= Instruction =
Put each line of the data below into a JSON list of strings, with one string per line and blank lines omitted.

= Data supplied =

####################

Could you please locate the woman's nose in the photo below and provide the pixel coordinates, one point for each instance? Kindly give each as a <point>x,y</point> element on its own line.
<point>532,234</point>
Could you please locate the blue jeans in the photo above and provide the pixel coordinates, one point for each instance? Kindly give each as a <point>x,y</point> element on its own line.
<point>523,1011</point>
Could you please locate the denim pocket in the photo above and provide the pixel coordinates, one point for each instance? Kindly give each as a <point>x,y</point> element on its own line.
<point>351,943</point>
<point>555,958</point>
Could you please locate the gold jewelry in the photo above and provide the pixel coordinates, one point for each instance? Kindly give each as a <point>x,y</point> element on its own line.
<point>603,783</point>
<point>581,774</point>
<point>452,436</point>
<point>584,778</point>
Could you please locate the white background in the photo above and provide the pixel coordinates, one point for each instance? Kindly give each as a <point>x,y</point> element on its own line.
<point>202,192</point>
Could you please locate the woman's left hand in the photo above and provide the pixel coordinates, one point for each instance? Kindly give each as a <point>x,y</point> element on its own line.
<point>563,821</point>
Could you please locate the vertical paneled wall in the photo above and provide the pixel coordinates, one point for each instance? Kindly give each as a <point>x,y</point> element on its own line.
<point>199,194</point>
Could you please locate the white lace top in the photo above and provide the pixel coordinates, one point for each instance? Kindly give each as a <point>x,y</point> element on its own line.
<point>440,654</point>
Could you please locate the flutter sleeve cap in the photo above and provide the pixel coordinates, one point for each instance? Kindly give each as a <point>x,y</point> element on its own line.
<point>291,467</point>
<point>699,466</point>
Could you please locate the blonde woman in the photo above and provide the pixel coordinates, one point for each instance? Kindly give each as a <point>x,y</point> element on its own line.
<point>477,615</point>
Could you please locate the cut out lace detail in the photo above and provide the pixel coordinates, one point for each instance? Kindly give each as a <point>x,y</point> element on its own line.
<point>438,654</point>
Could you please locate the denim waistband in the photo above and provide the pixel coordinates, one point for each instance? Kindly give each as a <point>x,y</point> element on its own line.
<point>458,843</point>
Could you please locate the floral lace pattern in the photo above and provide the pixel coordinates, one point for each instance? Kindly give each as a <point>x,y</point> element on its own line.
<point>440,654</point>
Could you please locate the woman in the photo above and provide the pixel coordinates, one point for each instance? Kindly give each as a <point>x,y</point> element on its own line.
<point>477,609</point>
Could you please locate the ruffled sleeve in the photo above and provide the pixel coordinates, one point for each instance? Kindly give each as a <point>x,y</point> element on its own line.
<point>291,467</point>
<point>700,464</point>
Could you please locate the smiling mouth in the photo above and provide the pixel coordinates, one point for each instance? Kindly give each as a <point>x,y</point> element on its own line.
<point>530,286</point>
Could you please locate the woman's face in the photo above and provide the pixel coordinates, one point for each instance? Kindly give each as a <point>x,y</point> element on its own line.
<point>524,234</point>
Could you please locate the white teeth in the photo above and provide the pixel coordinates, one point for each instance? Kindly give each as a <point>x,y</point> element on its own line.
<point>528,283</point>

####################

= Task response =
[
  "Could you please locate the woman's nose in the photo below and provide the pixel coordinates, one point for each instance? Kindly give each as a <point>x,y</point> element on its own line.",
  "<point>532,234</point>",
  "Could you please locate the blue jeans in the photo above and provide the pixel coordinates, one point for each instance? Kindly give each as a <point>x,y</point> element on its own line.",
  "<point>523,1011</point>",
  "Could you please locate the denim pocket in the photo above and provide the pixel coordinates, one point for each instance? Kindly give each as a <point>x,y</point> element on its own line.",
  "<point>351,943</point>",
  "<point>555,958</point>",
  "Could you please locate the gold jewelry in the photo above and provide the pixel coordinates, one point for each instance? Kindly give each as a <point>x,y</point> element on its own line.",
  "<point>603,783</point>",
  "<point>581,774</point>",
  "<point>452,436</point>",
  "<point>584,778</point>",
  "Could you please locate the white background in the photo above and provide the pixel coordinates, one point for each instance? Kindly give each as a <point>x,y</point> element on its own line.",
  "<point>202,192</point>",
  "Could you please locate the woman's left hand in the photo above and provide the pixel coordinates, one point for each instance? Kindly give each as a <point>x,y</point> element on its own line.",
  "<point>563,821</point>",
  "Could you please locate the vertical paneled wall in the photo above and provide the pixel coordinates, one point for each instance? Kindly give each as a <point>x,y</point> element on its own line.",
  "<point>199,194</point>",
  "Could you please locate the white lace top in the photo above and provide the pixel coordinates, one point for each instance? Kindly give each as a <point>x,y</point> element on its own line.",
  "<point>440,654</point>",
  "Could you please locate the flutter sleeve cap in the photo above and provide the pixel coordinates, one point for each instance? Kindly give each as a <point>x,y</point> element on its own line.",
  "<point>291,467</point>",
  "<point>699,466</point>",
  "Could you please locate the blonde woman in the photo above and provide the pixel coordinates, one point for each instance? Kindly give each as a <point>x,y</point> element on its own line.",
  "<point>477,615</point>",
  "Could you please locate the cut out lace detail in the photo above and provide the pixel coordinates, one point for each instance? Kindly give each as a <point>x,y</point> element on its own line.",
  "<point>438,654</point>",
  "Could you please locate the denim waistband in the photo above and provide the pixel coordinates, one point for each instance? Kindly give each as a <point>x,y</point> element on its own line.",
  "<point>458,843</point>",
  "Could you please locate the floral lace pattern in the photo above and provide the pixel coordinates, one point for each instance? Kindly give each as a <point>x,y</point> element on its own line.",
  "<point>440,654</point>",
  "Could you please locate the woman in the photo above and provide the pixel coordinates, one point for each instance? Kindly give each as a <point>x,y</point> element on its own line.",
  "<point>477,609</point>",
  "Could you please locate the ruffled sleeve in the photo above and provide the pixel coordinates, one point for each instance? Kindly give each as a <point>x,y</point> element on its own line.",
  "<point>291,467</point>",
  "<point>700,464</point>",
  "Could you please locate the smiling mouth in the photo above and provide the pixel coordinates, one point for each instance? Kindly give each as a <point>x,y</point> element on its own line.",
  "<point>530,286</point>",
  "Could you please locate the woman's face in the photo above and provide the pixel coordinates, one point for each instance? Kindly give each as a <point>x,y</point> element on its own line.",
  "<point>524,234</point>",
  "Could you please locate the white teeth in the photo above and provide the pixel coordinates, one point for each instance? Kindly give each as a <point>x,y</point> element on its own line.",
  "<point>528,283</point>"
]